(Dataset records on object locations)
[Begin]

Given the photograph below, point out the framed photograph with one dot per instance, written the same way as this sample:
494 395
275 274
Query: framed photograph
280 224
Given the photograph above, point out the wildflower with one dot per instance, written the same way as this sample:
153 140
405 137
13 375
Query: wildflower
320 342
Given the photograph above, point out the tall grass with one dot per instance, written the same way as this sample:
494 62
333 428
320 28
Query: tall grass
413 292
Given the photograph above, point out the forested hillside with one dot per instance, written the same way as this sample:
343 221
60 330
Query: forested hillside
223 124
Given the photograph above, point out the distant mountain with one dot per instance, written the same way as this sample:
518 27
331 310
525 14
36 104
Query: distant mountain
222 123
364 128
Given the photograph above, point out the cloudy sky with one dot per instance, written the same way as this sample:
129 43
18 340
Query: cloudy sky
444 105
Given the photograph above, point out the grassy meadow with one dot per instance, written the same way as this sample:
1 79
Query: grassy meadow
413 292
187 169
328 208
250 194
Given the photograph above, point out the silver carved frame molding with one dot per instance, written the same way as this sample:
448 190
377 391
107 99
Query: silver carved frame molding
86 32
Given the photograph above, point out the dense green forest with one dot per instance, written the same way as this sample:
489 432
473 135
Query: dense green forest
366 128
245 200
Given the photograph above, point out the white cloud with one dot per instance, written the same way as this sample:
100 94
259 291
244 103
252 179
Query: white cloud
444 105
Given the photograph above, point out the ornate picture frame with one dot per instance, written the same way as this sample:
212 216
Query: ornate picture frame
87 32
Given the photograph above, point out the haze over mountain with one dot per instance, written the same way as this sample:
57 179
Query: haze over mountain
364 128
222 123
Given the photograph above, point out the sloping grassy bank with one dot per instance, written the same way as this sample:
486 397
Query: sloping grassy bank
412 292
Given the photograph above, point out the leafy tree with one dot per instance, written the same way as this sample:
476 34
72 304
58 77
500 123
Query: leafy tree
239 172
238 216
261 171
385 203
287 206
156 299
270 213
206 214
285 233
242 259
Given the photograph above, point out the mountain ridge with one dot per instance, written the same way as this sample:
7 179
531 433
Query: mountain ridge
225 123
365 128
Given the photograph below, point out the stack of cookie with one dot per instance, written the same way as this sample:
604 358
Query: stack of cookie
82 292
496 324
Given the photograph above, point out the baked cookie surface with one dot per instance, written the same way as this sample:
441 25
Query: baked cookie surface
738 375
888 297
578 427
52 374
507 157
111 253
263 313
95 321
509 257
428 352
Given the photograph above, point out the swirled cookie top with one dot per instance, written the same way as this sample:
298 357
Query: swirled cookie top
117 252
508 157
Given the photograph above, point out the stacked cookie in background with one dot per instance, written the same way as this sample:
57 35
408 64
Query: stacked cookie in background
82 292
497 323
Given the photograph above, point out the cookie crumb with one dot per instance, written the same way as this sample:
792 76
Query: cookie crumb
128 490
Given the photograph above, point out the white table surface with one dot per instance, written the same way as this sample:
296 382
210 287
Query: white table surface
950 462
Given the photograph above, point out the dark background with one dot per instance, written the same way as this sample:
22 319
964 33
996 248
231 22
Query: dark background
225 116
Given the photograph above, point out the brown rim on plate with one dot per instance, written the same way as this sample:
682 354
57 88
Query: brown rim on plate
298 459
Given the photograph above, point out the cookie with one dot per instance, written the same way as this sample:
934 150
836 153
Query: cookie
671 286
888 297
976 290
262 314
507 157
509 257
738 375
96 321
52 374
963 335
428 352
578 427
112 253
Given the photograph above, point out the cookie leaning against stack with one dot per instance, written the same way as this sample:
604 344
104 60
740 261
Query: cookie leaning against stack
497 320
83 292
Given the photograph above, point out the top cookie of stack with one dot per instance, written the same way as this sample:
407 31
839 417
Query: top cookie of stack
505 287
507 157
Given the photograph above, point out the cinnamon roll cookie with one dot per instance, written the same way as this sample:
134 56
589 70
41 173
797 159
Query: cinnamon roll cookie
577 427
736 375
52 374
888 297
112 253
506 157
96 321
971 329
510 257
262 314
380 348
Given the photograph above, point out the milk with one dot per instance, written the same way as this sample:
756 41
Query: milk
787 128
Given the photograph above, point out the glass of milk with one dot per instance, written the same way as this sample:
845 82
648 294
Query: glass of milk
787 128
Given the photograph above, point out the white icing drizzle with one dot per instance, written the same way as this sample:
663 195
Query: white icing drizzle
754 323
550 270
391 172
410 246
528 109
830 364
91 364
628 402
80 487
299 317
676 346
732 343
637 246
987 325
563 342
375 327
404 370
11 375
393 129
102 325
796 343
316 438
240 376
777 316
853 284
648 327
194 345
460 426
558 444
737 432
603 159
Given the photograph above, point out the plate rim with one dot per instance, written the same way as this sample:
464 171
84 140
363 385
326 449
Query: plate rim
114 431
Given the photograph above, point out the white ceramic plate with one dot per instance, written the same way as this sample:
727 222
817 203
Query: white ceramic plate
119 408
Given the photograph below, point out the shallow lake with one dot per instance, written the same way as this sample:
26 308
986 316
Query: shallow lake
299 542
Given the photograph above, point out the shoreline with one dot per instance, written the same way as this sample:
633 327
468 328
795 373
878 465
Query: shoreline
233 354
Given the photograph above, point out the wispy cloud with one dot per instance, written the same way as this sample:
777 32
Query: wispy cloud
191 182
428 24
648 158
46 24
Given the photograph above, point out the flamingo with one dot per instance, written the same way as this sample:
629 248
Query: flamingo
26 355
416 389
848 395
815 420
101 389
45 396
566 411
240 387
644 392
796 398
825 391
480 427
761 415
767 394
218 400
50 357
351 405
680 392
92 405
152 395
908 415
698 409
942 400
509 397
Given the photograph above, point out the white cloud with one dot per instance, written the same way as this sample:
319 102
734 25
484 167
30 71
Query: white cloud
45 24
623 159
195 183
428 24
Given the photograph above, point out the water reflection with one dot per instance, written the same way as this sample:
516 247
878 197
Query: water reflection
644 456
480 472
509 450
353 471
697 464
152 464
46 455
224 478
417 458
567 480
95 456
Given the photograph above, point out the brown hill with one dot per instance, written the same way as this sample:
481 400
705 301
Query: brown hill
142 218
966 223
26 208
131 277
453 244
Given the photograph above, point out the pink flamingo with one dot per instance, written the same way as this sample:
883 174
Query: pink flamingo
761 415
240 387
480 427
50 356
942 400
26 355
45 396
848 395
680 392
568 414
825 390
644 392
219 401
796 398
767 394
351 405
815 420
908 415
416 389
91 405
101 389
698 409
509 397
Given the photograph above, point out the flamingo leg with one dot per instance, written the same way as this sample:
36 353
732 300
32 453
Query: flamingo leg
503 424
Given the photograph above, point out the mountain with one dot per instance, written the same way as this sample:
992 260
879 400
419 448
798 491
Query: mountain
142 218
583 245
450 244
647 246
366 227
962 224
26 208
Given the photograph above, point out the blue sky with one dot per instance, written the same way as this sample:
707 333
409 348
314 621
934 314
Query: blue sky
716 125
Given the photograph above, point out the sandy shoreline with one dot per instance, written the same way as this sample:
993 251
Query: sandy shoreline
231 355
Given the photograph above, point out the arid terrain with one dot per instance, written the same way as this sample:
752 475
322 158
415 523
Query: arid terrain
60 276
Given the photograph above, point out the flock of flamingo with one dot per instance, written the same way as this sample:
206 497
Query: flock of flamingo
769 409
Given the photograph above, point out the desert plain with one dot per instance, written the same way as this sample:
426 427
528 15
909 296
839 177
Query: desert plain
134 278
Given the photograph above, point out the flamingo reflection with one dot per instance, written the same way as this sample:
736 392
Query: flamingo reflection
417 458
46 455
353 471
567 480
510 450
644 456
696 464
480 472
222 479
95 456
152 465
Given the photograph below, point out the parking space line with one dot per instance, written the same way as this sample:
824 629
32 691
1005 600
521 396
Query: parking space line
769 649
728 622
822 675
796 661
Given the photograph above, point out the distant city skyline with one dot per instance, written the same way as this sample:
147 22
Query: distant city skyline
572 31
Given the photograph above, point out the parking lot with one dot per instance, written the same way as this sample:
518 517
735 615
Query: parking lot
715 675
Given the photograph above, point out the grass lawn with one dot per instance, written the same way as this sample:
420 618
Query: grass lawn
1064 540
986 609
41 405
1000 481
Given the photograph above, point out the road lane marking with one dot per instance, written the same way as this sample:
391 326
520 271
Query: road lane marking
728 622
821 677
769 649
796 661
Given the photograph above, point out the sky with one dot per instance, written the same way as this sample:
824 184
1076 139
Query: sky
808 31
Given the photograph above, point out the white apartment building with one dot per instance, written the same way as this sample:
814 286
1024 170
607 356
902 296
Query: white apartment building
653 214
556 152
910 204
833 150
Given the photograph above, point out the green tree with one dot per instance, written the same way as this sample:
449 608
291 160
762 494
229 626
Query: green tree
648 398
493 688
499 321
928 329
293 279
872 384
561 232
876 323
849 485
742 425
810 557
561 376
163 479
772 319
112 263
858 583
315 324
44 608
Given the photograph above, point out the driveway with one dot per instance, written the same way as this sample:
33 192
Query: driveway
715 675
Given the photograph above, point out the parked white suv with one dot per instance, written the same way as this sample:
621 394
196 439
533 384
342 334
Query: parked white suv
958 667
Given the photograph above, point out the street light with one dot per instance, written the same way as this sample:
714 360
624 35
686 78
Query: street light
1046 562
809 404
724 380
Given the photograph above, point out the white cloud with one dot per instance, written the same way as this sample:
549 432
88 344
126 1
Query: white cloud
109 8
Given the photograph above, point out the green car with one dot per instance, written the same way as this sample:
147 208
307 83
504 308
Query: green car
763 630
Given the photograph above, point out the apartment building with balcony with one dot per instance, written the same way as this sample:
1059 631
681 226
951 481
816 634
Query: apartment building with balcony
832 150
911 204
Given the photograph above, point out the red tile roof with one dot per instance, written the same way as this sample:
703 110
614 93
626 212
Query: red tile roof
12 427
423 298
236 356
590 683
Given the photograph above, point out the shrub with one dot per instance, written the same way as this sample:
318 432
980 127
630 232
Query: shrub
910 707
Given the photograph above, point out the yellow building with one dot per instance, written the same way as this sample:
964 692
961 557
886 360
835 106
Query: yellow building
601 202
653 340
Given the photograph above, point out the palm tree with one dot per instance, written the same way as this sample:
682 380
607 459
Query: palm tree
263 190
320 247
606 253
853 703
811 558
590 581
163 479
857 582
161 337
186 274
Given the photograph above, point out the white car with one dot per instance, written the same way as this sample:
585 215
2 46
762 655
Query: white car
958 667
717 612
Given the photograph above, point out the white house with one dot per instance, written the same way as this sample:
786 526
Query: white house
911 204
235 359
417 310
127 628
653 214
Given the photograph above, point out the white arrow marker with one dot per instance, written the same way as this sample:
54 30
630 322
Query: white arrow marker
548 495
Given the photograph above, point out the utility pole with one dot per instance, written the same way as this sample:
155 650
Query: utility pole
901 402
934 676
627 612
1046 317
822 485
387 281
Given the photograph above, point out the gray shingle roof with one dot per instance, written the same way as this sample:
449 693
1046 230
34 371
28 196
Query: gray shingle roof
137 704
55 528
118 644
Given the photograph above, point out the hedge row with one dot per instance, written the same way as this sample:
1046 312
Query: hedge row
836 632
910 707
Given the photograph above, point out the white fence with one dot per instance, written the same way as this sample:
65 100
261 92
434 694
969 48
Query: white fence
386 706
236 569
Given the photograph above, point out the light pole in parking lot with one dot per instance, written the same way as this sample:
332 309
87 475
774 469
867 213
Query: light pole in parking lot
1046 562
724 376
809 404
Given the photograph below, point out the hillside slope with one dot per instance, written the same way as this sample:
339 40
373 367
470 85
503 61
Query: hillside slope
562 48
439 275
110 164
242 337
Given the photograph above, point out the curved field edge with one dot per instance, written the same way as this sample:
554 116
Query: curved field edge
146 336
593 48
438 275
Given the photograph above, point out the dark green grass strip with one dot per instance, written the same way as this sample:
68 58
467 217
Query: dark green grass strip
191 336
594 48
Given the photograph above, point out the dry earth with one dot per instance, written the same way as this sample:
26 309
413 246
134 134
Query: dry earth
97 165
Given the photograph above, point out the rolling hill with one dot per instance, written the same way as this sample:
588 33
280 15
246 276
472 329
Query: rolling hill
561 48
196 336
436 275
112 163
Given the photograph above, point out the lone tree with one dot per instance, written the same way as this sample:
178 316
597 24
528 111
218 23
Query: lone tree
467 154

[End]

Prompt:
Reproduce the lines verbatim, from the line containing "Given the photograph above, point out the curved" through the end of the material, including both ends.

Full output:
Given the photograph above, point out the curved field edge with one dot per instance, written the same way as this sample:
554 116
Query: curved field edge
146 336
593 48
438 275
Given the photograph above, point out the dark green grass strip with one dot per instance, written the same way as this sample:
68 58
467 217
Query: dark green grass strip
191 336
594 48
Given the photograph above, point out the dry earth with one dot per instance, written the same way as this sample:
26 309
413 246
134 134
Query: dry earth
97 165
Given the photograph above, point out the rolling hill with one dot per instance, written the same way as this sample:
588 33
280 15
246 276
472 329
Query: rolling hill
561 48
196 336
436 275
112 163
Given the photograph above, point out the lone tree with one dot per instance, written the same way as this sample:
178 316
597 24
528 111
218 23
Query: lone tree
467 154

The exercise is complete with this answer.